--- TAREAS ---
(a) Según la homilía, ¿qué se le aplica al creyente por la fe y el bautismo?
(b) Reproduce el fragmento de la homilía que va desde "Jueves 3º de" hasta "sino de Cristo.", ambos incluidos.

::: FRAGMENTO DEL DOCUMENTO :::

Jueves 3º de Adviento
Is 54, 1-10; Lc 7, 24-30
Queridos hermanos:
El Evangelio nos presenta el
testimonio que da Cristo, de Juan Bautista: Más que un profeta; el mayor entre
los nacidos de mujer; Elías. El amigo del novio. La voz, que no ha dado testimonio
de sí mismo, sino de Cristo.
Diciendo
estas cosas de Juan, en realidad, Cristo, quiere hacernos comprender la
grandeza de la obra que quiere realizar en nosotros, haciéndonos hijos del
Reino, y por eso añade que: “El menor en
el Reino de los cielos es mayor que Juan”, porque por la fe y el bautismo,
al creyente se le aplican los méritos de Cristo, y recibiendo el Espíritu
Santo, es constituido hijo de Dios. Mientras tanto, Juan tendrá que esperar con
todos los justos, hasta que con su muerte, Cristo, abra los cielos, dándoles
acceso al Reino de Dios, y pueda también Juan, entrar en él, superando así su
grandeza anterior, anunciada por el ángel a Zacarías:
“Isabel, tu mujer, te dará un hijo, a quien
pondrás por nombre Juan; será para ti gozo y alegría y muchos se gozarán en su
nacimiento, porque será grande ante el Señor; no beberá vino ni licor; estará
lleno de Espíritu Santo ya desde el seno de su madre, y convertirá al Señor su Dios a muchos de los
hijos de Israel e irá delante de él con el espíritu y el poder de Elías, para hacer volver los corazones de los
padres a los hijos, mediante la conversión, y a los
rebeldes a la prudencia de los justos, para preparar al Señor un pueblo bien
dispuesto.”

::: DATOS SIN PROCESAR :::

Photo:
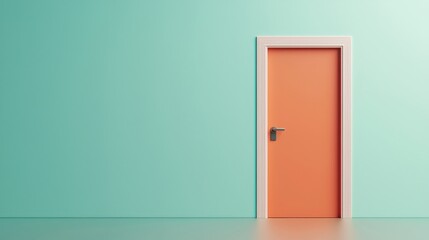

:::

--- RESPUESTAS ESPERADAS ---
(a) Los méritos de Cristo.

(b)
Jueves 3º de Adviento
Is 54, 1-10; Lc 7, 24-30
Queridos hermanos:
El Evangelio nos presenta el
testimonio que da Cristo, de Juan Bautista: Más que un profeta; el mayor entre
los nacidos de mujer; Elías. El amigo del novio. La voz, que no ha dado testimonio
de sí mismo, sino de Cristo.